• Texto fornecido:
####

Era mais que belo, mais que perfeito! Os meus olhos cintilavam ao ver aquela costa azul turquesa a estender-se até ao horizonte! Que lugar tão belo e selvagem, onde a rocha clara se mistura tão harmoniosamente com o azul cristalino do mar e o verde intenso dos zimbros.

" Lembro perfeitamente daquele cocktail de emoções. Estava sozinha na base da via, prestes a iniciar o primeiro largo, enquanto o Jorge já me esperava na primeira reunião."

"... E eu ali pendurada nas suas costas deixei-me envolver por ela e pela sua história... quis fazer parte dela e ser ela... ser tão imortal quanto ela!"

Parecia estar a sonhar! Mas bastava a leve brisa quente tocar-me na pele para tornar o meu sonho bem real. Senti-me tão sortuda, feliz, amada e num êxtase tal que me enchia o coração! Era bom demais! O mundo é belo demais! Belo demais para não ver e experienciar!

Aquela imponente rocha permanece ali, solitária, há milhões de anos. Já viu passar a história a seu lado tantas vezes que já se tornou parte dela. E eu ali pendurada nas suas costas deixei-me envolver por ela e pela sua história… quis fazer parte dela e ser ela… ser tão imortal quanto ela!

Há algo mais belo na vida? Ambicionar estar onde poucos ou mesmo ninguém esteve?! Mergulhar na História de sítios perdidos no tempo?! Querer estar lá, poder tocar quando o simples olhar não basta?! Querer viver mais intensamente, ir mais longe, sonhar mais alto?! Querer mais e mais! Mais alto, mais profundo, mais longe, mais extremo, mais difícil, mais imponente, mais louco, mais assustador, mais intenso, quiçá impossível?!

Curiosidade… faz parte de nós e está intrinsecamente ligado ao ser humano! Foi esta que nos fez evoluir como espécie. E foi esta que me trouxe a mim, de encontro a este preciso momento, num sítio onde poucos ousam estar e a fazer o que poucos teriam coragem de fazer, enfrentando os meus medos e limites para fazer a minha história… a nossa história!

####

• Objetivo A: Reproduza a listagem desde a linha que contém "# test: identify the wood grain" até ao fim, deixando as imagens de fora.
O texto e a listagem não têm qualquer relação entre si.

####

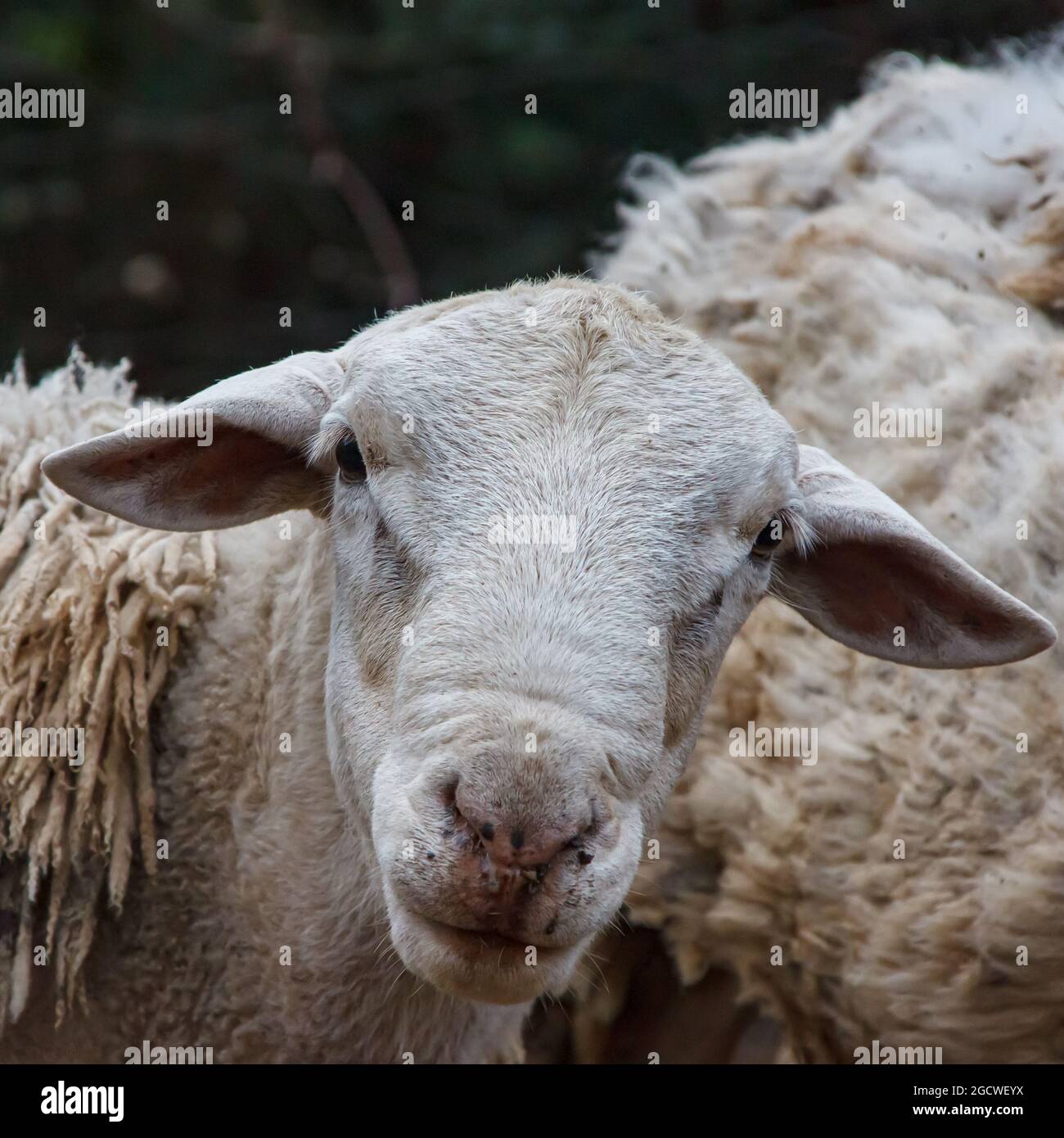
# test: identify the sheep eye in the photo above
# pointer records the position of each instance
(349, 458)
(770, 536)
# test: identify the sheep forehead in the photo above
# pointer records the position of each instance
(562, 375)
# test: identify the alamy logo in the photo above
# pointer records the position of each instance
(171, 422)
(43, 742)
(774, 102)
(899, 422)
(63, 1100)
(160, 1056)
(895, 1055)
(774, 742)
(533, 530)
(50, 102)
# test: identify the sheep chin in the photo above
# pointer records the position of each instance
(466, 965)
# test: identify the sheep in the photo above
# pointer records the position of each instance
(472, 576)
(913, 250)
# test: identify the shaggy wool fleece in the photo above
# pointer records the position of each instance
(91, 615)
(791, 874)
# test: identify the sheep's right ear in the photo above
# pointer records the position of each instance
(231, 454)
(877, 580)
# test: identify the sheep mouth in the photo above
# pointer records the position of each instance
(474, 942)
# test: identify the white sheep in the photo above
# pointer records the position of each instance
(442, 705)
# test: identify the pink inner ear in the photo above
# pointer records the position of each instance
(872, 587)
(238, 472)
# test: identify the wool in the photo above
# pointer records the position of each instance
(954, 307)
(83, 601)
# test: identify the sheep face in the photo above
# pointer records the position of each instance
(541, 560)
(551, 511)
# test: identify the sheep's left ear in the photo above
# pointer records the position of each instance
(231, 454)
(877, 580)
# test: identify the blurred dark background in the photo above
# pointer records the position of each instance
(391, 104)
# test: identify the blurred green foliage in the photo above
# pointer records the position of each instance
(427, 102)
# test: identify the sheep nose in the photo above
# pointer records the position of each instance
(516, 841)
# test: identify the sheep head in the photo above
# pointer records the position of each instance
(551, 513)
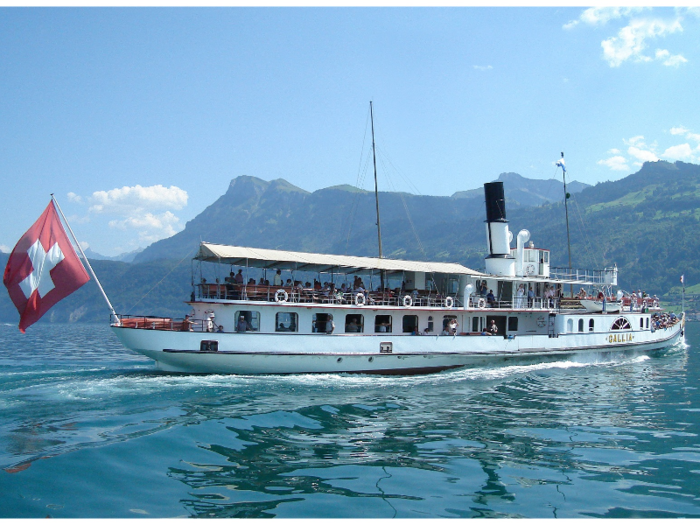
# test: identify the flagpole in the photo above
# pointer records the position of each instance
(75, 240)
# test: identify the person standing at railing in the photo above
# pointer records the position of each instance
(520, 296)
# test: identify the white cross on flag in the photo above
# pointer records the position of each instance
(42, 269)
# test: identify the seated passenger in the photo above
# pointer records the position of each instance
(491, 299)
(243, 325)
(493, 328)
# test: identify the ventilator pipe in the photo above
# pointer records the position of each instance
(523, 237)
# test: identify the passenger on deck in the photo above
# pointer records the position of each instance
(493, 329)
(491, 299)
(453, 326)
(243, 325)
(549, 296)
(520, 296)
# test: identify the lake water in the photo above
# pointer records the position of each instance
(89, 430)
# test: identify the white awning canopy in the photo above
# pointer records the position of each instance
(316, 262)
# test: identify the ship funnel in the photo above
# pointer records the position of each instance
(499, 260)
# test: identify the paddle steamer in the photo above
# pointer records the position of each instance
(388, 316)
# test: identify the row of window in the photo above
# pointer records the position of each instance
(620, 323)
(249, 320)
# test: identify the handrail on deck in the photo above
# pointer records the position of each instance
(295, 295)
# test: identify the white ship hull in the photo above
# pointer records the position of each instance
(514, 312)
(321, 353)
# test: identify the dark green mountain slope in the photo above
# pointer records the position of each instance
(647, 224)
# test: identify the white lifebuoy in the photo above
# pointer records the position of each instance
(281, 296)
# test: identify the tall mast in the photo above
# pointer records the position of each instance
(376, 190)
(566, 209)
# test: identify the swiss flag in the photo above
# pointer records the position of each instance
(42, 269)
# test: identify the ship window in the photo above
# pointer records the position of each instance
(446, 320)
(410, 324)
(322, 323)
(621, 324)
(382, 323)
(512, 324)
(209, 346)
(248, 319)
(354, 323)
(286, 322)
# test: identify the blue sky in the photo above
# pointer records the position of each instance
(138, 119)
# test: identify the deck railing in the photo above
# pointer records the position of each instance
(295, 295)
(608, 276)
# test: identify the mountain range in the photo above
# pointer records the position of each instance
(646, 224)
(340, 219)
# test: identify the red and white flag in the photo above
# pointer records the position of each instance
(42, 269)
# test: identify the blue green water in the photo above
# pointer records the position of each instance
(87, 429)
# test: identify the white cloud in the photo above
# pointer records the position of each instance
(602, 15)
(151, 227)
(631, 42)
(617, 163)
(129, 198)
(642, 155)
(145, 209)
(679, 152)
(668, 59)
(638, 151)
(72, 197)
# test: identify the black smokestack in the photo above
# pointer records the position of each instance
(495, 202)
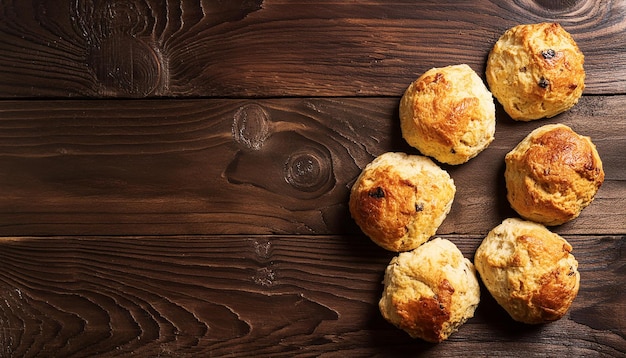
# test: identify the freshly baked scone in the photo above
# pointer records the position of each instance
(448, 114)
(536, 71)
(430, 291)
(528, 270)
(552, 175)
(400, 200)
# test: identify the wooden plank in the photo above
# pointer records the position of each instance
(281, 166)
(267, 48)
(266, 296)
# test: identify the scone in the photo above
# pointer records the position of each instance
(528, 270)
(448, 114)
(552, 175)
(430, 291)
(400, 200)
(536, 71)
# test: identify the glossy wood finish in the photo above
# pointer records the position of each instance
(175, 175)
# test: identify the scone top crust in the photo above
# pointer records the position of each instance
(553, 174)
(536, 71)
(430, 291)
(400, 200)
(528, 270)
(448, 114)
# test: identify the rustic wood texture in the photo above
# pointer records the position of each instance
(264, 296)
(138, 48)
(175, 175)
(280, 166)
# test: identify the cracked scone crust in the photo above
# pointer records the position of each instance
(536, 71)
(400, 200)
(430, 291)
(552, 175)
(448, 114)
(528, 270)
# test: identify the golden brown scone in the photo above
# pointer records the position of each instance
(536, 71)
(448, 114)
(400, 200)
(430, 291)
(528, 270)
(552, 175)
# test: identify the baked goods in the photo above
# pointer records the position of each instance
(536, 71)
(400, 200)
(528, 270)
(552, 174)
(430, 291)
(448, 114)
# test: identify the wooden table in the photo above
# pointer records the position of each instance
(175, 175)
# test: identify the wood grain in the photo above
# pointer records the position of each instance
(282, 166)
(175, 175)
(137, 48)
(215, 296)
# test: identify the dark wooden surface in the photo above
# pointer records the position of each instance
(175, 175)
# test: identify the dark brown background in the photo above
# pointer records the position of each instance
(175, 175)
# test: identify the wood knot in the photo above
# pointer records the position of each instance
(308, 170)
(251, 126)
(121, 61)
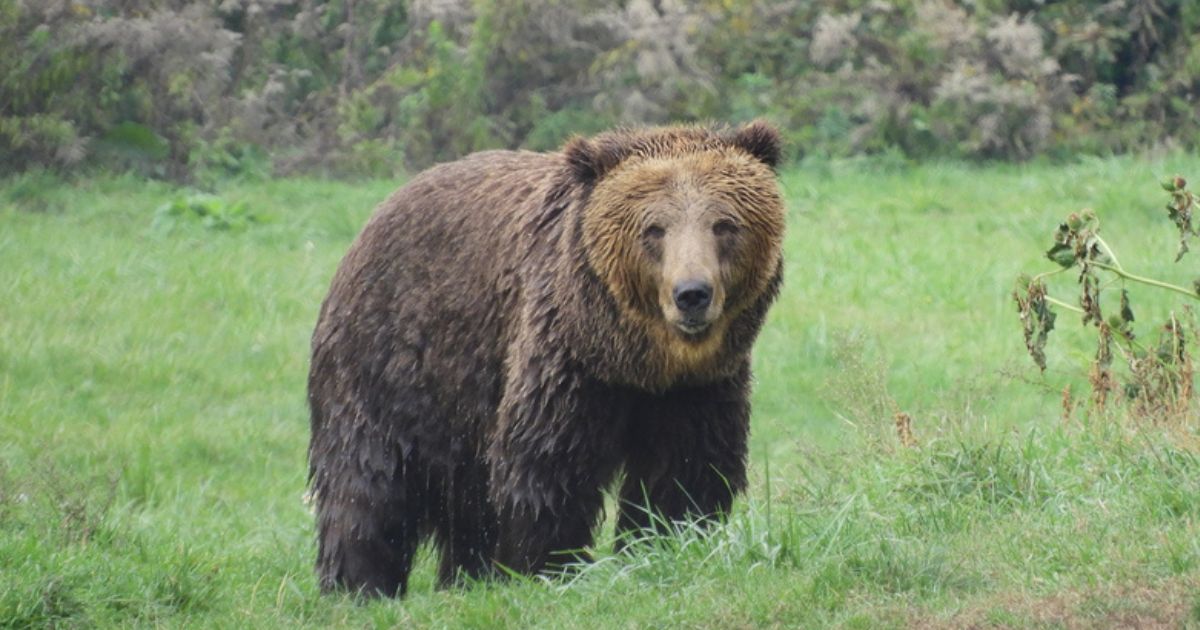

####

• Objetivo B: Transcreva o texto sobre a escalada de "Há algo mais" a "a nossa história!".

• Resposta à tarefa A:
# test: identify the wood grain in the photo above
# pointer records the position of each instance
(282, 166)
(175, 175)
(137, 48)
(215, 296)
# test: identify the dark wooden surface in the photo above
# pointer records the position of each instance
(175, 175)
# test: identify the dark brown background in the photo above
# pointer records the position of each instance
(175, 175)
# test: identify the wood knot in the photo above
# pointer records the position of each instance
(308, 170)
(251, 126)
(121, 61)

• Resposta à tarefa B:
Há algo mais belo na vida? Ambicionar estar onde poucos ou mesmo ninguém esteve?! Mergulhar na História de sítios perdidos no tempo?! Querer estar lá, poder tocar quando o simples olhar não basta?! Querer viver mais intensamente, ir mais longe, sonhar mais alto?! Querer mais e mais! Mais alto, mais profundo, mais longe, mais extremo, mais difícil, mais imponente, mais louco, mais assustador, mais intenso, quiçá impossível?!

Curiosidade… faz parte de nós e está intrinsecamente ligado ao ser humano! Foi esta que nos fez evoluir como espécie. E foi esta que me trouxe a mim, de encontro a este preciso momento, num sítio onde poucos ousam estar e a fazer o que poucos teriam coragem de fazer, enfrentando os meus medos e limites para fazer a minha história… a nossa história!